• _Job_
Starting with the line containing "Guideline: for every instance of the water" and going on through the end of the records, turn each request into a row of a two-column CSV with the headers input and output. Put the request's text and its answer each in a single quoted field, with line breaks replaced by spaces.

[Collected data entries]
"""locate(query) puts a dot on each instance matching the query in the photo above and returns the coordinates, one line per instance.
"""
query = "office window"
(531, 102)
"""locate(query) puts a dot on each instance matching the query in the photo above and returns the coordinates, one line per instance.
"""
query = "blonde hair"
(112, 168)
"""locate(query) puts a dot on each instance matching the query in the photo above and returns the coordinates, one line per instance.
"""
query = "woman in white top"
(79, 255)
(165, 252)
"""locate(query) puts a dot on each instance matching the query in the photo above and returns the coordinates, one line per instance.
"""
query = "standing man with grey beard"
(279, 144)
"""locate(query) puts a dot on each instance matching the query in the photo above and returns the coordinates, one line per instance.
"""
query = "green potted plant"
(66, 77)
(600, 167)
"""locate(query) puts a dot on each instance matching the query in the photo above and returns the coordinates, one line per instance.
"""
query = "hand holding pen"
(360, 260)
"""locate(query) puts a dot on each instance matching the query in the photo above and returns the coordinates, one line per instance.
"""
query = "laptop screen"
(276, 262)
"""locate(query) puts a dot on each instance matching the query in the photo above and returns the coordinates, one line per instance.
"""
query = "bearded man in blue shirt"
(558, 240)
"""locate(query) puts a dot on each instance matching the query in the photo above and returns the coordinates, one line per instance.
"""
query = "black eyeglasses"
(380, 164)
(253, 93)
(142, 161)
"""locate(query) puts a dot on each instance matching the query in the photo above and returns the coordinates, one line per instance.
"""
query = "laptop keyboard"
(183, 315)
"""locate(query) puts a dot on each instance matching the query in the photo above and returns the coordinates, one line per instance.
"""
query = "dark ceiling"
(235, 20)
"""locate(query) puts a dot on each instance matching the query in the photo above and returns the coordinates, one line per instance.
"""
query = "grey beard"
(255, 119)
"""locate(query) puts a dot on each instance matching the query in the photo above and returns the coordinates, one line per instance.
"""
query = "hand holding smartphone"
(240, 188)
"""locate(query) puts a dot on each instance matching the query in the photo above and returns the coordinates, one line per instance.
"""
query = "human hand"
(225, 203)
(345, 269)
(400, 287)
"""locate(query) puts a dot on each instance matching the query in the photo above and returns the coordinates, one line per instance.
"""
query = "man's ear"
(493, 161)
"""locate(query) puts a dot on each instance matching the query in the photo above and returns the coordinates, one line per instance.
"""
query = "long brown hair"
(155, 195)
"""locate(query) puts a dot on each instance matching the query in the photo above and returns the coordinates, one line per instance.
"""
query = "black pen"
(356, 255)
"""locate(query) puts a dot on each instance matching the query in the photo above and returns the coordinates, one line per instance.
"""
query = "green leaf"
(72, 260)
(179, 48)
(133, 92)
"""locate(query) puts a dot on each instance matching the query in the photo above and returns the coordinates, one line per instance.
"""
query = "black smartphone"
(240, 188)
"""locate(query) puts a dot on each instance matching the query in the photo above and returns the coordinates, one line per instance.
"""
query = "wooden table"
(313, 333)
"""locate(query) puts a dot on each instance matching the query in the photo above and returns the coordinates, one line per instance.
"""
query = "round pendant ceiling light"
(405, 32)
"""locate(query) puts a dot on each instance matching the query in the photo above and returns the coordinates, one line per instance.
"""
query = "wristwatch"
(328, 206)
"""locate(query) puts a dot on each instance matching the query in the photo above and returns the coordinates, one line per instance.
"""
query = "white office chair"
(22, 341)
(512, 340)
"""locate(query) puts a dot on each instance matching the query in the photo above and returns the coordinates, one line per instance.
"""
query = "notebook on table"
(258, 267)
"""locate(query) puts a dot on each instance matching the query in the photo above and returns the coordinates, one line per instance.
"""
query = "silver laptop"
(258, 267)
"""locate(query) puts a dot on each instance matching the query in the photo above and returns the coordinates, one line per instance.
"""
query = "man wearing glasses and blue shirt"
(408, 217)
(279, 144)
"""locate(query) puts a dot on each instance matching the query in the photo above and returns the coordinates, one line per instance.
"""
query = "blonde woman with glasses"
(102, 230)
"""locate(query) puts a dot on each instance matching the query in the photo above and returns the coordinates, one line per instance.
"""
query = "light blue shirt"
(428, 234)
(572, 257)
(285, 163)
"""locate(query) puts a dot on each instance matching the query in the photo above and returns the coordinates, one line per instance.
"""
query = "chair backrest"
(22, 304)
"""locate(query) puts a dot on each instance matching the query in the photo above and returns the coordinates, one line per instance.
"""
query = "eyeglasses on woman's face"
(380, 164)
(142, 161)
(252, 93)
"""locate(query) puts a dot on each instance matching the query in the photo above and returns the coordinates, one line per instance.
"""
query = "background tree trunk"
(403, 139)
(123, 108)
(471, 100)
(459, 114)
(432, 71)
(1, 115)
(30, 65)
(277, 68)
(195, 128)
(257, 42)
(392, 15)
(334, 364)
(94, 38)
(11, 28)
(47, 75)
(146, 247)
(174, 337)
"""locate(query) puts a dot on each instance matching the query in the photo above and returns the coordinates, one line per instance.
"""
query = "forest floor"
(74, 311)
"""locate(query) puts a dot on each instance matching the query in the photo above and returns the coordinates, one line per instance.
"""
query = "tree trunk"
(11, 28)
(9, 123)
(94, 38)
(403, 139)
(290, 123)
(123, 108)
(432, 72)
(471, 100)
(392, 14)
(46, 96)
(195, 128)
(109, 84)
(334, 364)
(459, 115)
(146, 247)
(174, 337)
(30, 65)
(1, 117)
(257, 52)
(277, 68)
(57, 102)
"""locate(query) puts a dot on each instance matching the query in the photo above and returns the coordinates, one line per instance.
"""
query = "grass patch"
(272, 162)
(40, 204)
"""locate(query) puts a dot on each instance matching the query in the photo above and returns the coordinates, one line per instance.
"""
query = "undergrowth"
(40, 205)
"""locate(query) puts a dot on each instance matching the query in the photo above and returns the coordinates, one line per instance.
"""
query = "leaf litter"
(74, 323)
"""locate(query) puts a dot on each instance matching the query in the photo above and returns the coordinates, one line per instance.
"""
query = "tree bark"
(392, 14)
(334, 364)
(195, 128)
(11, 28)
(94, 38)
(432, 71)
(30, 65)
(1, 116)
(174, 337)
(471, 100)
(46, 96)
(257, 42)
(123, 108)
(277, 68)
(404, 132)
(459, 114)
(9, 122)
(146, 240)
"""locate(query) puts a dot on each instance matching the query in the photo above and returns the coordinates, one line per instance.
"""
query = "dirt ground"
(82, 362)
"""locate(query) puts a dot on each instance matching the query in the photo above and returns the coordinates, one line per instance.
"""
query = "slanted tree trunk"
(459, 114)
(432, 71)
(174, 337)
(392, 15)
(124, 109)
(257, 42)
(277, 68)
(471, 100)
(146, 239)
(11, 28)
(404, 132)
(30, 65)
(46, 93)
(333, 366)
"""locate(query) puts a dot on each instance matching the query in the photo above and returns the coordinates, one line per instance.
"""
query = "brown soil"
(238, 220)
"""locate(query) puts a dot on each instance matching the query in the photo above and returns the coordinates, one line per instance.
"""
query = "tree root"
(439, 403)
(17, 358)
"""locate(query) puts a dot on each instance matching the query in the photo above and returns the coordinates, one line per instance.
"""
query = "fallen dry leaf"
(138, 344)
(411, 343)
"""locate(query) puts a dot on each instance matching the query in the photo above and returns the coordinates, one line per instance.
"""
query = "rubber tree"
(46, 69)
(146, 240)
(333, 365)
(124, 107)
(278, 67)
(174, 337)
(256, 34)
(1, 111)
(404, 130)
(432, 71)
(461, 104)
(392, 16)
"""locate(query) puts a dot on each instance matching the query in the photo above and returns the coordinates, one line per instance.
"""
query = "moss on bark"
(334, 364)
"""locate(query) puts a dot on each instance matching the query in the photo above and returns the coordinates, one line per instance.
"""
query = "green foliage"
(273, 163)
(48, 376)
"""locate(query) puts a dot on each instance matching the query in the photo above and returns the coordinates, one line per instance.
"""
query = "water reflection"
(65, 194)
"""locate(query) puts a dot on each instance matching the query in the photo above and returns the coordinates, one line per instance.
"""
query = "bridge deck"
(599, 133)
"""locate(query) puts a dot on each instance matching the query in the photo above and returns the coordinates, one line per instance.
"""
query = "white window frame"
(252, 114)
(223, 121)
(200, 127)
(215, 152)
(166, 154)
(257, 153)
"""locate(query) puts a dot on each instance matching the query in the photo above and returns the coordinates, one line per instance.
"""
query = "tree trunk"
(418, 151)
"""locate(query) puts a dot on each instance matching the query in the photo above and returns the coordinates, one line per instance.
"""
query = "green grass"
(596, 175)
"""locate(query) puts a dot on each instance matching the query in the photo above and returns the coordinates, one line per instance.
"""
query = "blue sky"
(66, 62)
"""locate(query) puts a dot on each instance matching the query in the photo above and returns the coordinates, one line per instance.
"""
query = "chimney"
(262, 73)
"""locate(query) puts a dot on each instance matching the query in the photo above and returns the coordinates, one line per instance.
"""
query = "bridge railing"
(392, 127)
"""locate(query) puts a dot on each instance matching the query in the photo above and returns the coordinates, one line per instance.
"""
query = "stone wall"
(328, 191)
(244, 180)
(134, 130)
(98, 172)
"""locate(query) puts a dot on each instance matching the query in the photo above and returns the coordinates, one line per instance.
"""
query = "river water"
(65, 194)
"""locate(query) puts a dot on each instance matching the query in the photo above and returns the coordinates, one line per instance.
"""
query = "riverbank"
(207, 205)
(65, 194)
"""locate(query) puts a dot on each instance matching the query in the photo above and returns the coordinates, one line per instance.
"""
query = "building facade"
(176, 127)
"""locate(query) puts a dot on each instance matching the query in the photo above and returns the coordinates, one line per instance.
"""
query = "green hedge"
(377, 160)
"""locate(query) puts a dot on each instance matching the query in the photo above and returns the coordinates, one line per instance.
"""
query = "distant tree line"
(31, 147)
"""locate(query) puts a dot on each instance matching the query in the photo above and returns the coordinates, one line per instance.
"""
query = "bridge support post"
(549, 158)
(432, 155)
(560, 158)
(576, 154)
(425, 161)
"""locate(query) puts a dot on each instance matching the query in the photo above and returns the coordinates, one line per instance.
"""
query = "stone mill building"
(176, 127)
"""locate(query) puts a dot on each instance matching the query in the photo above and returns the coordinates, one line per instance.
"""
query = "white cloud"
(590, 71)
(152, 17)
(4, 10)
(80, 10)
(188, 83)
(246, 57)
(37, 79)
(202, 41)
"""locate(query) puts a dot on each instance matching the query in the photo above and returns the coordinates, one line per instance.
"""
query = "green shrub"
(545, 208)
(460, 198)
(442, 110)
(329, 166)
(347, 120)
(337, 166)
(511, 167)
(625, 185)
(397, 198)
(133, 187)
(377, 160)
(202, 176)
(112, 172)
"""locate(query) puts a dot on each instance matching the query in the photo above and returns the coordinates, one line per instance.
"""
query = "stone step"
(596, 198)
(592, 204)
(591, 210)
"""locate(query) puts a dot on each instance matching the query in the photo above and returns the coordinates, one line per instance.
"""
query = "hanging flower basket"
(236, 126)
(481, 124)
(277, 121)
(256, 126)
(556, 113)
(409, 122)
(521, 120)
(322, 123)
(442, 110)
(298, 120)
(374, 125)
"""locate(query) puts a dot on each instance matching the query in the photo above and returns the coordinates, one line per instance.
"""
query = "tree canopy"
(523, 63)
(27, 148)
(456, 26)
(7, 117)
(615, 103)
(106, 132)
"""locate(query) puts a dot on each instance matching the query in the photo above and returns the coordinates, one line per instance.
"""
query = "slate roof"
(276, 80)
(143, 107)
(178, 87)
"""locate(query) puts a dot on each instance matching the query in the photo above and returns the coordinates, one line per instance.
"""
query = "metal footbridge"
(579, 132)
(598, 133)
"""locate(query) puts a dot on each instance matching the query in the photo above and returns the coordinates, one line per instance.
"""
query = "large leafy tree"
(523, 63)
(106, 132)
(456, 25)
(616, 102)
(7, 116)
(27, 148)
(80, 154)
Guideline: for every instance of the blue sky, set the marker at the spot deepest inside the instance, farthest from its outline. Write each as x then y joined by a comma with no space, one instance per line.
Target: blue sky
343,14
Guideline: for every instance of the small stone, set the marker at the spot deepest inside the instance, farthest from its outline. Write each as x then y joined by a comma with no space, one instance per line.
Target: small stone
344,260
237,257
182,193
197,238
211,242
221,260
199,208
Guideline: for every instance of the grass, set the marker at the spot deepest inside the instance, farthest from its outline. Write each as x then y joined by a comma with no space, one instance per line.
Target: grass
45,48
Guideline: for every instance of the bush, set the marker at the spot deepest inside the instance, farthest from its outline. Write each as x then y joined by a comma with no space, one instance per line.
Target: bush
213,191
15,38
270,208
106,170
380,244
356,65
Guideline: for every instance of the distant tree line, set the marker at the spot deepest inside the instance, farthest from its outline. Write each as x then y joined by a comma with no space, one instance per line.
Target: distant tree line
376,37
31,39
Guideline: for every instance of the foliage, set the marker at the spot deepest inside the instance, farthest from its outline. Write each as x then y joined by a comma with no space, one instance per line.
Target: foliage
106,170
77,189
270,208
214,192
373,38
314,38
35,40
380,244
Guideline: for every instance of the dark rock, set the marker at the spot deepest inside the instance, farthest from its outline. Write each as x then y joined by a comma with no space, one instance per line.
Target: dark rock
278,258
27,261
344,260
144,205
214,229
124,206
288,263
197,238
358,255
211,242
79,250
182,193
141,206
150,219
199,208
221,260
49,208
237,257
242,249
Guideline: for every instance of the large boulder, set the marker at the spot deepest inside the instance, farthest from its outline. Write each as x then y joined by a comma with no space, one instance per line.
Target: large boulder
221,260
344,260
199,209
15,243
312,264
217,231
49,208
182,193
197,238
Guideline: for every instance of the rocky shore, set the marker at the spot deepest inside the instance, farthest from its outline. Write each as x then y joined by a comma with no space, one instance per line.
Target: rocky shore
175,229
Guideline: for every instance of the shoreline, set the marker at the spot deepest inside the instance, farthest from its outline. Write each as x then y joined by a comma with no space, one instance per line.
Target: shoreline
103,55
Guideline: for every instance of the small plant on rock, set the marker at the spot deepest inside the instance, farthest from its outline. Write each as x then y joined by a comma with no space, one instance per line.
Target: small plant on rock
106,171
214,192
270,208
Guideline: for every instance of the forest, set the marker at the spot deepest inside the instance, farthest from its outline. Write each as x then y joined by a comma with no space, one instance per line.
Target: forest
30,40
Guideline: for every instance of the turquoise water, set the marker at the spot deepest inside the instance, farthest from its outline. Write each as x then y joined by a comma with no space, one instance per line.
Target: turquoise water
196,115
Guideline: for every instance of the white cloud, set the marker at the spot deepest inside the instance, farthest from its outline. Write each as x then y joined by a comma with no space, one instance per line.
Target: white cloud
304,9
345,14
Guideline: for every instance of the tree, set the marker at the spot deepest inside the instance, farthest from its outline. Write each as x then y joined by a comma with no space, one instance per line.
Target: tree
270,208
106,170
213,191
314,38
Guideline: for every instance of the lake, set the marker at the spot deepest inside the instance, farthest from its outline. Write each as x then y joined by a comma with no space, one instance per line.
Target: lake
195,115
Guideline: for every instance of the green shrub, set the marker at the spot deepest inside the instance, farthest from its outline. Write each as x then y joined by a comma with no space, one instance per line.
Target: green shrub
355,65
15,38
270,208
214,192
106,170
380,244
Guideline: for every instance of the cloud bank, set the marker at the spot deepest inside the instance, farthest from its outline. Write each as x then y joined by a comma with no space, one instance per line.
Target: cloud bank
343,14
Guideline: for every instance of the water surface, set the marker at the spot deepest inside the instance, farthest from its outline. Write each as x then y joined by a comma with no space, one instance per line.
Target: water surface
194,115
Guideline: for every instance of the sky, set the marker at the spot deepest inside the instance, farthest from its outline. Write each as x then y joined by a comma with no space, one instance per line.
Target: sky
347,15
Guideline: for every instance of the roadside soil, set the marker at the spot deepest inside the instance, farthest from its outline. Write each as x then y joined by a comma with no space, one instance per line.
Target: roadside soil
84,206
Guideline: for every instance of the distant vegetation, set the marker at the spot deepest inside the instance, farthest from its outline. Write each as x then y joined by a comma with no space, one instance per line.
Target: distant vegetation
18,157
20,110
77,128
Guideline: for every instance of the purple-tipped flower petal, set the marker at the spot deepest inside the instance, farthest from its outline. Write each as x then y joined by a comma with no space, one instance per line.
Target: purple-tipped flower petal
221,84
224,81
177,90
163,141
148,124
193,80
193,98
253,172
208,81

• _Response to the task_
input,output
"Guideline: for every instance of the water surface, set the marker at the spot deepest inside the instance, farthest from its outline. Write each as x then y joined by a comma with no space, one instance per line. Target: water surface","194,115"
"Guideline: for every instance of the sky, set the marker at the spot deepest inside the instance, farthest from its outline. Write each as x then y joined by a comma with no space, one instance per line. Target: sky","347,15"
"Guideline: for every instance of the roadside soil, set the marker at the spot deepest inside the instance, farthest from its outline. Write each as x then y joined by a comma with no space, one instance per line. Target: roadside soil","84,206"
"Guideline: for every instance of the distant vegetation, set the marker at the spot deepest inside the instance, farthest from its outline. Write each as x then y joined by a comma with no space, one instance per line. Target: distant vegetation","18,157 20,110 77,128"
"Guideline: for every instance of the purple-tipped flower petal, set the marker at the spot deepest inside the instance, farthest from its outline. Write each as x then y joined by a comma with no space, one instance per line. Target: purple-tipped flower petal","221,84 224,81 177,90 163,141 148,124 193,80 193,98 253,172 208,81"